> DATA PROVIDED:
---
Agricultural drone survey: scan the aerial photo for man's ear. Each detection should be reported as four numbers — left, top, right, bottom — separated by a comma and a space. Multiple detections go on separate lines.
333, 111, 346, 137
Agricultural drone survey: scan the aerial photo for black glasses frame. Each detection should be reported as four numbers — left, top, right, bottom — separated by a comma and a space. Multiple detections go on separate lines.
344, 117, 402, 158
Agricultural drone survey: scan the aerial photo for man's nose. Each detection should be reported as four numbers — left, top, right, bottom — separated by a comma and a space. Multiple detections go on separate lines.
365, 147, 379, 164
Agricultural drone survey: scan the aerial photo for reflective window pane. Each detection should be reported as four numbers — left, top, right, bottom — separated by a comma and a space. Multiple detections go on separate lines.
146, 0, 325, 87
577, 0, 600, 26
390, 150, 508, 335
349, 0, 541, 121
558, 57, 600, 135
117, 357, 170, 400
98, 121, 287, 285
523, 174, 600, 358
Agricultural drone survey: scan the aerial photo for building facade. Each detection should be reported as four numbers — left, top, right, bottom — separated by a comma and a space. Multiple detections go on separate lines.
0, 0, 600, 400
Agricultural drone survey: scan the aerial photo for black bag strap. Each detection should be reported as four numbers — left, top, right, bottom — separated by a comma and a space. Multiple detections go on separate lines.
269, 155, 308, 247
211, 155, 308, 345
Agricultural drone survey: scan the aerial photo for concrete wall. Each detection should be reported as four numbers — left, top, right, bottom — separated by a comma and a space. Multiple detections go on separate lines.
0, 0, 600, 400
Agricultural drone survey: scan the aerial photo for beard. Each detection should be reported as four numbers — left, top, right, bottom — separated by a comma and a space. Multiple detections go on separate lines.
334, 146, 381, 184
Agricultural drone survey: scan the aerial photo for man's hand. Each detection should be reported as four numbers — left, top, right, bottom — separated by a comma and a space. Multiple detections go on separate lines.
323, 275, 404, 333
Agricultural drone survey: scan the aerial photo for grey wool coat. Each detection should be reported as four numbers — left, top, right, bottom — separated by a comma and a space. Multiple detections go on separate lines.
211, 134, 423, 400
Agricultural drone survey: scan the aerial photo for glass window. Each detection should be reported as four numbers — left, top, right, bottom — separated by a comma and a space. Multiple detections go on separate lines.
---
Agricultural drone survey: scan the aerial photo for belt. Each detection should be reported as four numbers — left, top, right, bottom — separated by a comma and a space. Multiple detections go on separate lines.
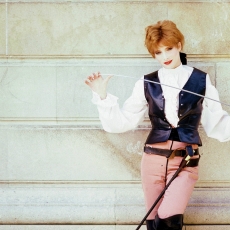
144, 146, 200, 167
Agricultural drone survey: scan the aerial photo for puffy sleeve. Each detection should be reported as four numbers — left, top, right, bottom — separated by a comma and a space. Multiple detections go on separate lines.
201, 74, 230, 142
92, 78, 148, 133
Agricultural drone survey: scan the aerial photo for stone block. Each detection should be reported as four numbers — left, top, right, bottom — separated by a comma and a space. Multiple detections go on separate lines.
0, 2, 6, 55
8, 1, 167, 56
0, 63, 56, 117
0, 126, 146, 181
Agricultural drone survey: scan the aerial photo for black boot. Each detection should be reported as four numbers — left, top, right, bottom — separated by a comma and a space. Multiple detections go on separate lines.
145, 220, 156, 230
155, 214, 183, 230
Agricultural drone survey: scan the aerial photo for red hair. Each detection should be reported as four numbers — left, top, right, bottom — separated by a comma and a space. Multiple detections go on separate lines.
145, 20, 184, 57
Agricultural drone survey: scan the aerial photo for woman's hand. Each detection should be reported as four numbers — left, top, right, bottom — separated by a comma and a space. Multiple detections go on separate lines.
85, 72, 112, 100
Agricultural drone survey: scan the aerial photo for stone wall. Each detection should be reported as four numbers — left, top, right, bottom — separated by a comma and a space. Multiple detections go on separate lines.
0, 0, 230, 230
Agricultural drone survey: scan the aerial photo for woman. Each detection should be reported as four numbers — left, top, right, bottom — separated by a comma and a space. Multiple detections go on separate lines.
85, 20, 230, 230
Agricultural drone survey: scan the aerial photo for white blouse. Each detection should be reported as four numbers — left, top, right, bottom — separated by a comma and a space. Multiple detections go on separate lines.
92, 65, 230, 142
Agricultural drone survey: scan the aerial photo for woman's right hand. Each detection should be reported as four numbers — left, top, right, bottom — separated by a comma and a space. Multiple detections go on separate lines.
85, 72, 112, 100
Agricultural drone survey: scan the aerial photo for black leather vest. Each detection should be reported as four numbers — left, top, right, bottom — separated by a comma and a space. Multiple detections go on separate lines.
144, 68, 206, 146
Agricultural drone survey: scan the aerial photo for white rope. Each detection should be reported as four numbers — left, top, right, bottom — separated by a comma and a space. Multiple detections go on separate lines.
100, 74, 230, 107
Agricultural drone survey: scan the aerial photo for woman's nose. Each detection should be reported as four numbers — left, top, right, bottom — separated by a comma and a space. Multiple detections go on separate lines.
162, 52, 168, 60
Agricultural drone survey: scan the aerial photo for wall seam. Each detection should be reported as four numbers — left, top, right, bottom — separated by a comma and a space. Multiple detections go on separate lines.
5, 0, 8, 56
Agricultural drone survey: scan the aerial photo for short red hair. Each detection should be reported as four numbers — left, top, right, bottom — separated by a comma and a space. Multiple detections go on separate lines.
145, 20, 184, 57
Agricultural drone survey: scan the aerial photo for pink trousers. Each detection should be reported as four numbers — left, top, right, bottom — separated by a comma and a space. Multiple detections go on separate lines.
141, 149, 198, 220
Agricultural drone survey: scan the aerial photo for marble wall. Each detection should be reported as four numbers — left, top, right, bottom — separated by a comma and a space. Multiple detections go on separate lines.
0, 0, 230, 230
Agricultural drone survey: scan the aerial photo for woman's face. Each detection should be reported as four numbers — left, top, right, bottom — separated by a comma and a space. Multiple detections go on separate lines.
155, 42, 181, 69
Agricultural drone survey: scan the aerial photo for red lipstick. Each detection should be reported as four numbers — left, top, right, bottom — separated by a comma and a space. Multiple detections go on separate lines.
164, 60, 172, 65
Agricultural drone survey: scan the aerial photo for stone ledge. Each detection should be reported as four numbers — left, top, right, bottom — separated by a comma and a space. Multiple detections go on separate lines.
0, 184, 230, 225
---
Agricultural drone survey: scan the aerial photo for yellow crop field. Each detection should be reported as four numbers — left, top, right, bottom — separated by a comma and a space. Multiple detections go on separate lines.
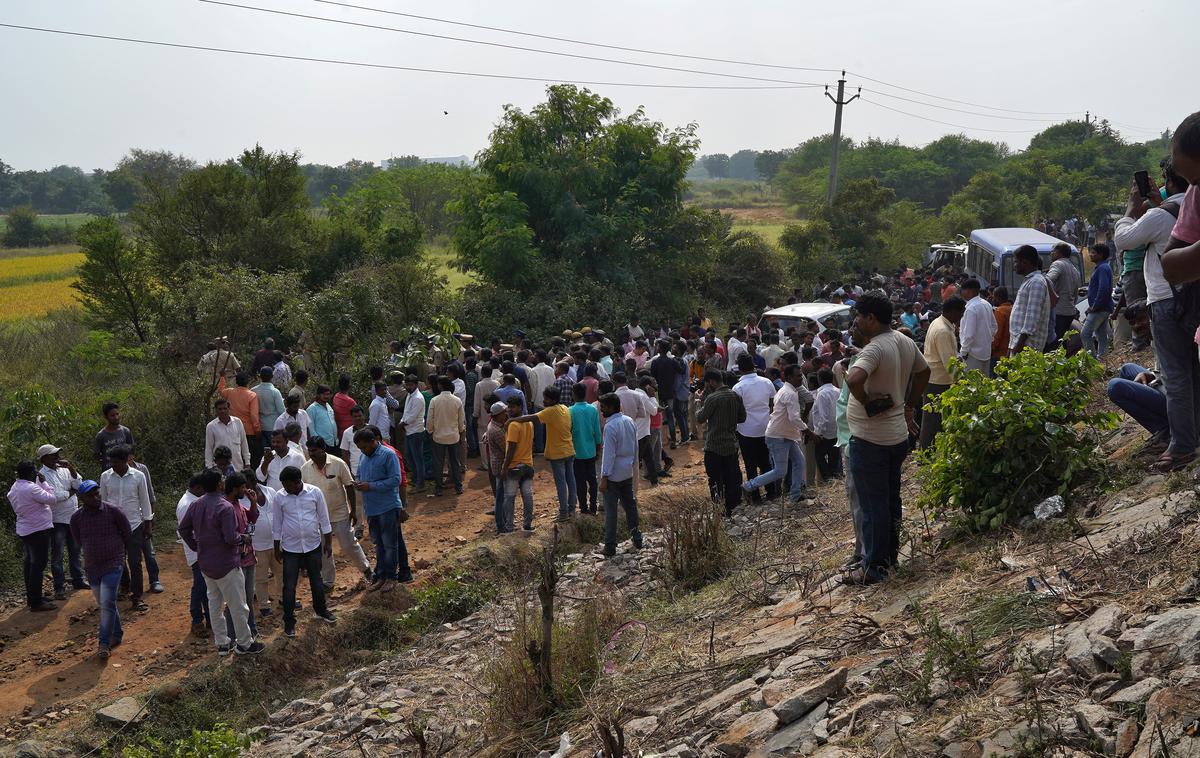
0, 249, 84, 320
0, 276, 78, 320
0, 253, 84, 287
---
> WHAT TO WORK ON: Copy the lines between the one containing "for stone block." and the one containing "0, 63, 56, 117", inclusive, reproducing them precisely.

> EXERCISE RESPONSE:
Agricultural drone survey: scan the aerial photo for stone block. Each detection should be reported as four numbers — left, top, right, bottom — separated by a comma and a space. Multiple detections go on separate lines.
0, 2, 6, 55
8, 1, 167, 56
0, 63, 56, 117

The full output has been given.